Problem to solve - Output the full listing below exactly.

Information provided -
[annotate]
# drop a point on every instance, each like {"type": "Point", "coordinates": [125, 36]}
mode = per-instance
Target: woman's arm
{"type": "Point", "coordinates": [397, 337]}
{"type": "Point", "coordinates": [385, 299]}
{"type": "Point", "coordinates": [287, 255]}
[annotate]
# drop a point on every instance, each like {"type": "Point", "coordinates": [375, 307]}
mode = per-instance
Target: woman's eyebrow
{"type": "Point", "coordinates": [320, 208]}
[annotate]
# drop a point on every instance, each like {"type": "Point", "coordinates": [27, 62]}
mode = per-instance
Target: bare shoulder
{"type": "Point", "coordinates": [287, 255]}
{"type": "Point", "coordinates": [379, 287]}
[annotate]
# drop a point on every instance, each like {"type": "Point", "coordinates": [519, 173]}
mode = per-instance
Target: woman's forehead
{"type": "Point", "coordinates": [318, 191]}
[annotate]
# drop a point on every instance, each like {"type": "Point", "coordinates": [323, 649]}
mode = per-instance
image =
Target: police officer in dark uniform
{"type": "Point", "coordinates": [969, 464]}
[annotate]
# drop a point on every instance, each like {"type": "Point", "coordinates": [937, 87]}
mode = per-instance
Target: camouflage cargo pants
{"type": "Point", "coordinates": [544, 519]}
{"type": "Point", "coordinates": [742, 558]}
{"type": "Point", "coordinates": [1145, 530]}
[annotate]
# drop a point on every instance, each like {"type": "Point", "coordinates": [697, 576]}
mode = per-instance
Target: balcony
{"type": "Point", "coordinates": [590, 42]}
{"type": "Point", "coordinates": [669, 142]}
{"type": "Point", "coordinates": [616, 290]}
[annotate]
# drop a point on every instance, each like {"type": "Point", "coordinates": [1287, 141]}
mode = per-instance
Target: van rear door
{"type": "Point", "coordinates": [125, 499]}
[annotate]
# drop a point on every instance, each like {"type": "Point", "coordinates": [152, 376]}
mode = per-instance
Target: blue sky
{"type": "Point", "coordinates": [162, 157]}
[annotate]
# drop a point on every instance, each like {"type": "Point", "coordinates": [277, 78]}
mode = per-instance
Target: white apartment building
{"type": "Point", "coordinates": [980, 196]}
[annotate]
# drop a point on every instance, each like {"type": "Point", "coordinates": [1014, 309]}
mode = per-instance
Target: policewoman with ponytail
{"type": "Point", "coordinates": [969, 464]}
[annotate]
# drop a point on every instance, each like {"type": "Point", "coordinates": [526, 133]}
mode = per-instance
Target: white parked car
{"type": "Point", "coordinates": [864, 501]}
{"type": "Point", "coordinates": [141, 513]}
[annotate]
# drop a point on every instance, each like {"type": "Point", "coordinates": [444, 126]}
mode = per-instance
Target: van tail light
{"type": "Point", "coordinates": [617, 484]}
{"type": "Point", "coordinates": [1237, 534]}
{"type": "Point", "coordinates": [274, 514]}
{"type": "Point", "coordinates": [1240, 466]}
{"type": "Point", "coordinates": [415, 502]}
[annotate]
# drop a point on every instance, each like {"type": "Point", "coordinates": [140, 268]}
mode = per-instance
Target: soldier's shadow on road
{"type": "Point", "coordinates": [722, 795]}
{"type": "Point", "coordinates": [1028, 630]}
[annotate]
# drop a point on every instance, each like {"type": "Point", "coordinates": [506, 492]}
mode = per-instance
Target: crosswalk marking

Expected answer -
[annotate]
# drop a point on every instance, each like {"type": "Point", "coordinates": [125, 36]}
mode = per-instance
Target: woman's arm
{"type": "Point", "coordinates": [397, 337]}
{"type": "Point", "coordinates": [385, 299]}
{"type": "Point", "coordinates": [287, 255]}
[annotate]
# drop a point on every instance, each like {"type": "Point", "coordinates": [375, 307]}
mode = per-instance
Target: woman's eyebrow
{"type": "Point", "coordinates": [320, 208]}
[annotate]
# drop a point on every instance, each like {"type": "Point", "coordinates": [27, 62]}
mode = per-instance
Target: bare shoulder
{"type": "Point", "coordinates": [287, 255]}
{"type": "Point", "coordinates": [379, 287]}
[annotate]
# drop a point on every instance, each like {"type": "Point", "coordinates": [519, 173]}
mode = per-instance
Target: woman's forehead
{"type": "Point", "coordinates": [318, 191]}
[annotate]
# drop a point on every instance, each like {"type": "Point", "coordinates": [323, 649]}
mode = per-instance
image =
Target: police officer in dark uniform
{"type": "Point", "coordinates": [969, 464]}
[annotate]
# drop a point on every instance, each like {"type": "Point", "coordinates": [937, 87]}
mode = per-instance
Target: camouflage cargo pants
{"type": "Point", "coordinates": [544, 519]}
{"type": "Point", "coordinates": [742, 558]}
{"type": "Point", "coordinates": [1145, 530]}
[annotate]
# drop a point on every instance, each like {"type": "Point", "coordinates": [697, 576]}
mode = per-instance
Target: balcony
{"type": "Point", "coordinates": [590, 42]}
{"type": "Point", "coordinates": [669, 142]}
{"type": "Point", "coordinates": [616, 290]}
[annotate]
# drop a point on every instance, each like {"type": "Point", "coordinates": [1287, 141]}
mode = per-instance
Target: van rear door
{"type": "Point", "coordinates": [125, 499]}
[annotate]
# drop a point on every instance, each like {"type": "Point", "coordinates": [152, 376]}
mode = per-instance
Target: blue sky
{"type": "Point", "coordinates": [162, 157]}
[annotate]
# drop a point on every instance, each like {"type": "Point", "coordinates": [277, 78]}
mode = per-instance
Target: white apartment building
{"type": "Point", "coordinates": [980, 196]}
[annotate]
# drop a point on every instance, each like {"type": "Point", "coordinates": [1014, 309]}
mode = per-instance
Target: policewoman with ponytail
{"type": "Point", "coordinates": [969, 464]}
[annotate]
# drop a point on every instance, each like {"type": "Point", "coordinates": [526, 133]}
mode = per-instance
Target: white parked car
{"type": "Point", "coordinates": [864, 501]}
{"type": "Point", "coordinates": [141, 513]}
[annotate]
# drop a point on every instance, each like {"type": "Point", "coordinates": [444, 126]}
mode = per-instance
Target: van tail light
{"type": "Point", "coordinates": [617, 484]}
{"type": "Point", "coordinates": [1237, 534]}
{"type": "Point", "coordinates": [274, 514]}
{"type": "Point", "coordinates": [1240, 466]}
{"type": "Point", "coordinates": [415, 502]}
[annotate]
# drop a point on every instance, each like {"type": "Point", "coordinates": [140, 268]}
mode = per-instance
Target: soldier's shadow on road
{"type": "Point", "coordinates": [722, 795]}
{"type": "Point", "coordinates": [1028, 630]}
[annotate]
# drop a point on every instance, each like {"type": "Point", "coordinates": [506, 492]}
mode = per-instance
Target: crosswalk marking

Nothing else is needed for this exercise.